_Job_: Write a continuation of the passage on why first-century Christians gathered in community, beginning right after its final sentence.
>> begin Quoted text
Earlier we learned that first century Christians showed their devotion to the fellowship by regularly gathering in public worship at the temple and in their homes.

But why did these first century Christians come together? What was their purpose for gathering in smaller groups in their homes as a community

Let’s look at three major reasons given in Scripture why believers should regularly gather in Christian community.

Spiritual Nurture and Growth

The first reason is for our spiritual nurture and growth.

Since God created us in his interpersonal, Triune image, we can only mature spiritually though significant relationships with others. After God created Adam he declared “It is not good for the man to be alone.” This is the first time in Scripture where God declares his creation “not good” (Gen 2:18).

Because God created Adam in his interpersonal image, it was not good for Adam to only have a personal relationship with God. He also needed to have significant relationships with others.

Likewise, when followers of Jesus are disconnected from ongoing, significant relationships with other believers, it’s not possible for them to mature spiritually as God intends.

The problem today is that many Christians see their relationship with God as mostly private and personal. When they learn from the Scriptures, it’s only through personal study or listening to public preaching. Even when they reach out to serve others in need, that too is often through private acts.
When Edith Schaeffer addresses this concern, she reminds us that “Christianity is Jewish.” Christianity, like Judaism, is a communal religion that stands in contrast to much of the privatized, individualistic forms of Christianity today, especially in the Western world.

In contrast, when we examine how first century Christians grew spiritually, it was mostly in community, in their smaller gatherings with each other in their homes.
>> end Quoted text
>> begin Records shown
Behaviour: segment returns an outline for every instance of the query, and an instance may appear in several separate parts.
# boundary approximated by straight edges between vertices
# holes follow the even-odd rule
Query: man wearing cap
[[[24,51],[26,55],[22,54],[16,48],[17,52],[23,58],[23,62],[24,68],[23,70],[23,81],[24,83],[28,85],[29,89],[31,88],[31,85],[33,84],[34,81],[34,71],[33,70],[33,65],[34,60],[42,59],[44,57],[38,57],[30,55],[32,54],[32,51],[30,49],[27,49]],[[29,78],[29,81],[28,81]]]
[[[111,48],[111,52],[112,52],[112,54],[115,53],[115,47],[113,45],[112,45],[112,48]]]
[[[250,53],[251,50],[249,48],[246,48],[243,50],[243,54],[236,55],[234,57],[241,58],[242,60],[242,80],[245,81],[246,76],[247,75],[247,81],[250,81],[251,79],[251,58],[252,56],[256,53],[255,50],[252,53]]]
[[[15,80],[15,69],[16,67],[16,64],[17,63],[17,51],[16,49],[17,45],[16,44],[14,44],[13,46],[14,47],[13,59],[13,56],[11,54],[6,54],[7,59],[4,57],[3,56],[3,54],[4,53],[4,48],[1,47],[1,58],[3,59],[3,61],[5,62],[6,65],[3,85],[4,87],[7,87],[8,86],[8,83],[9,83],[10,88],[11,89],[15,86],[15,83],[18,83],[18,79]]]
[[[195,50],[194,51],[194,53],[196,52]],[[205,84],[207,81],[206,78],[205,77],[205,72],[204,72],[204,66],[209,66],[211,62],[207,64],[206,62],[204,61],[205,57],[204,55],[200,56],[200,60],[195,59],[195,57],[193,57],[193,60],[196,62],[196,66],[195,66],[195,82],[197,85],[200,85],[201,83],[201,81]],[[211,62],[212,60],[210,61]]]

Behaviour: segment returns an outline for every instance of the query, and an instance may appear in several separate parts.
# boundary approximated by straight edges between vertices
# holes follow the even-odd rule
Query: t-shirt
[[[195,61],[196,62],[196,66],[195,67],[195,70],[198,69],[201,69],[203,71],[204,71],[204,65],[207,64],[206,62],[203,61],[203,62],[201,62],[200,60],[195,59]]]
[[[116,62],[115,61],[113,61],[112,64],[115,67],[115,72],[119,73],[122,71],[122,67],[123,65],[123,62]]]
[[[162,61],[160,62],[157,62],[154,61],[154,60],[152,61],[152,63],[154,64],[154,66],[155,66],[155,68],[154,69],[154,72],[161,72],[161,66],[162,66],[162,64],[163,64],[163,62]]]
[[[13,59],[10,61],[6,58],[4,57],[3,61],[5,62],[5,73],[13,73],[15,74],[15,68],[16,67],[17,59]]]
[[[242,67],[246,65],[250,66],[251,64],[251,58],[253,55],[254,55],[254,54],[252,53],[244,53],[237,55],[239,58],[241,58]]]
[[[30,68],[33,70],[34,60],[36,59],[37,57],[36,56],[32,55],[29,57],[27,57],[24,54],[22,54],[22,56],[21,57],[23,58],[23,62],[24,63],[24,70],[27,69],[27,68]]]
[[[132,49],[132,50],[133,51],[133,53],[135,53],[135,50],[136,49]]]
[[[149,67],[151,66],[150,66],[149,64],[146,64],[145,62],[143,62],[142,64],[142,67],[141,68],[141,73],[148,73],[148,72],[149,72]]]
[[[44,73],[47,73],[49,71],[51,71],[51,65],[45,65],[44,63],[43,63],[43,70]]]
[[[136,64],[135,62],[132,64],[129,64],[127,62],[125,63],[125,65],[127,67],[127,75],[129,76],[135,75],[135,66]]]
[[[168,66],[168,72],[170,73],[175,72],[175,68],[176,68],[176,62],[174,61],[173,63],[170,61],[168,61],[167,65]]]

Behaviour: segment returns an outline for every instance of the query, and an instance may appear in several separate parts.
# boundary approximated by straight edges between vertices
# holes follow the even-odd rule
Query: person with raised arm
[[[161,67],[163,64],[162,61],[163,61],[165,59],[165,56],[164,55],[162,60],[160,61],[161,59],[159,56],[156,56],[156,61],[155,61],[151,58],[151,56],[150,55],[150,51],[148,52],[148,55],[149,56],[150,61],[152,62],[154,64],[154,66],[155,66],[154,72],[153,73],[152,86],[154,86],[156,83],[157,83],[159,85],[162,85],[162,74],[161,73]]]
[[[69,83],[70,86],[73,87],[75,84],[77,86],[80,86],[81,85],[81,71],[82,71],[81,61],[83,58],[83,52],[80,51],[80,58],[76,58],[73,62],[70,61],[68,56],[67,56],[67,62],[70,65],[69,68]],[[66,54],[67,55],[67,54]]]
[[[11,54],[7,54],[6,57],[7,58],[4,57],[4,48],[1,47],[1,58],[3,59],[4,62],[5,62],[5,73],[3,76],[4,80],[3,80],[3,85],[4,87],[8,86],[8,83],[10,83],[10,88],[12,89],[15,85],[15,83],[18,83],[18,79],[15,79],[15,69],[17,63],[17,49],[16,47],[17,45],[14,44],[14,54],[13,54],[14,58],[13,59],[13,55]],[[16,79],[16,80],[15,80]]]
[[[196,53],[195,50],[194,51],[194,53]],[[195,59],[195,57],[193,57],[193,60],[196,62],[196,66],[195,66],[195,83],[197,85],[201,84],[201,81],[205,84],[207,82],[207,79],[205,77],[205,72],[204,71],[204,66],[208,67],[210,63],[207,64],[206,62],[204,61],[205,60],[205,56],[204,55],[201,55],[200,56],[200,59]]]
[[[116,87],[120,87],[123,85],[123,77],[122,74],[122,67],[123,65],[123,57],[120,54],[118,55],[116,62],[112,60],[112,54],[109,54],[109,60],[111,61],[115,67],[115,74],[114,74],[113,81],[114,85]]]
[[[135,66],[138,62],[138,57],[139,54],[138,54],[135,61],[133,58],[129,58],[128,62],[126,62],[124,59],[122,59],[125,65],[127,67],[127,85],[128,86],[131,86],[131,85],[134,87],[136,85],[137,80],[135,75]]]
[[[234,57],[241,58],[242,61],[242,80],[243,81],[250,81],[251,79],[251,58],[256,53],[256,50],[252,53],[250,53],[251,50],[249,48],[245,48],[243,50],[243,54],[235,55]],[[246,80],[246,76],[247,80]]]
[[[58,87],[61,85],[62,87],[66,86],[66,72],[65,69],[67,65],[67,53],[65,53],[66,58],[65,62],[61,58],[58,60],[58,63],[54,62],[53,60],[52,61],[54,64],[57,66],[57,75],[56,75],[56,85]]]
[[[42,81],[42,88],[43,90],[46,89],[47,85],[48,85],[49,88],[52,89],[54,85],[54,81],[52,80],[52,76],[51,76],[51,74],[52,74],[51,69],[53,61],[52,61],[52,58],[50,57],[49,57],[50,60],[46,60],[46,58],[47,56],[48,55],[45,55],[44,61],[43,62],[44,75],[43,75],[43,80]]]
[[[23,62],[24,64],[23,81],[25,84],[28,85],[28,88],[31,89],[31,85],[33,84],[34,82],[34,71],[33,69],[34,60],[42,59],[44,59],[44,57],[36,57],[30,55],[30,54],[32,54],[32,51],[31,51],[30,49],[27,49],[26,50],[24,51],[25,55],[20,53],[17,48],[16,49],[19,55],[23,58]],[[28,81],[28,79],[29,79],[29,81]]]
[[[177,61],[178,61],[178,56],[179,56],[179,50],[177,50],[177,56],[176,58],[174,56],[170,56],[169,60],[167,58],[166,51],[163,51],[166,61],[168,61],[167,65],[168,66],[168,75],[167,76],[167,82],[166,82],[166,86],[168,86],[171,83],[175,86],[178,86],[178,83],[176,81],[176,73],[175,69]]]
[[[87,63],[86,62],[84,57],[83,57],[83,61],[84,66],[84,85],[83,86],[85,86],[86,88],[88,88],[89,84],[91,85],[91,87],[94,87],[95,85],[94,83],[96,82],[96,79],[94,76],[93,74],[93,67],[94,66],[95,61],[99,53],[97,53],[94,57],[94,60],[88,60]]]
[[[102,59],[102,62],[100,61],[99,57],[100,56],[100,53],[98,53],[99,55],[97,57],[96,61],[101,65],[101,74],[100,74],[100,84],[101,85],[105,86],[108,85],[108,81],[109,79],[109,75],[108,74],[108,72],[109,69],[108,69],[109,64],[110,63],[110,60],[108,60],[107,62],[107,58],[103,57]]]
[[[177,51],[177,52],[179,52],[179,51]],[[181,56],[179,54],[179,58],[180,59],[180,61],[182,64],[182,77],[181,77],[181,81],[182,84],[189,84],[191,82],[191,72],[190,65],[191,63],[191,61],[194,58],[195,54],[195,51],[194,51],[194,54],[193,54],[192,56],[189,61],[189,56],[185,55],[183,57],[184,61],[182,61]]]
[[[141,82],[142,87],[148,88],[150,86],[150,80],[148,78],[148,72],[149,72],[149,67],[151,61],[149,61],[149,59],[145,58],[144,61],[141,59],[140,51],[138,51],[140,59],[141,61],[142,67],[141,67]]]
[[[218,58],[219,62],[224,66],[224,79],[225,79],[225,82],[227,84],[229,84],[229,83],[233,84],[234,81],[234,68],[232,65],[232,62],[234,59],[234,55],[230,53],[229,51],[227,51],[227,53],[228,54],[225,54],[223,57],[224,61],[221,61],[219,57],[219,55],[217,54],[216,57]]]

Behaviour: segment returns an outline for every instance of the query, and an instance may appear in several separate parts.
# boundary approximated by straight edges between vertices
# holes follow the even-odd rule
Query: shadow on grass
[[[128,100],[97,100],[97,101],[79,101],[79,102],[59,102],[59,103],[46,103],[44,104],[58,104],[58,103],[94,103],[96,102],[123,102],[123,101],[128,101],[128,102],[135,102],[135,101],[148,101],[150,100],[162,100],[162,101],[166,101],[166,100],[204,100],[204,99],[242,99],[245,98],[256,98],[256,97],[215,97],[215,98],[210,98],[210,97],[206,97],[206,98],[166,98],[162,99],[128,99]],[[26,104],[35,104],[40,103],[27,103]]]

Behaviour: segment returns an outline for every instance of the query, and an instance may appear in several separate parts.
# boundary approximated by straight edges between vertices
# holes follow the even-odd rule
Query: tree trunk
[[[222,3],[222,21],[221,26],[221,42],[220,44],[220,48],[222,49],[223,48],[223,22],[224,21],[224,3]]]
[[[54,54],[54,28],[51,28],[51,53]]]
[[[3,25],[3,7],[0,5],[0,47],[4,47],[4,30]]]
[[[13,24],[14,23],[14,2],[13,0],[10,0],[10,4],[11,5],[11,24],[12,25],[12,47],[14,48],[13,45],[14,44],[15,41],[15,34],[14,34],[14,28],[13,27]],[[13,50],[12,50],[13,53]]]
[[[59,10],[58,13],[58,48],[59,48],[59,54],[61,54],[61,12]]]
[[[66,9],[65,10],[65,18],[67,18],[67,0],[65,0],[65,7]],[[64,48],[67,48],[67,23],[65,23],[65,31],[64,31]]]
>> end Records shown
_Answer for this exercise_:
So what did they do when they came together? Acts 2 tells us they prayed and praised God (42, 47), they learned the Apostles’ teaching (42), they had all things in common and broke bread and received their food with glad and generous hearts (44, 46), and they sold their possessions and gave generously to those who had need (45).

And what was the result? They had “favor with all the people” and “the Lord added to their number day by day those who were being saved” (47).

Shepherding and Pastoral Care

These gatherings of Christians were not arbitrary opportunities for spiritual nurture and growth. They were intentional gatherings for believers to receive the shepherding care and teaching they needed from the pastors and teachers God gave them.

In Ephesians 4:7-8, Paul tells us that when Christ ascended to heaven, he gave gifts to his Church. “But grace was given to each one of us according to the measure of Christ’s gift. Therefore, it says, “When he ascended on high … he gave gifts to men.”

Paul teaches that God gives every believer special abilities, he calls gifts, to serve other members of the body and those in need in their surrounding community (Rom 12, 1 Cor 12).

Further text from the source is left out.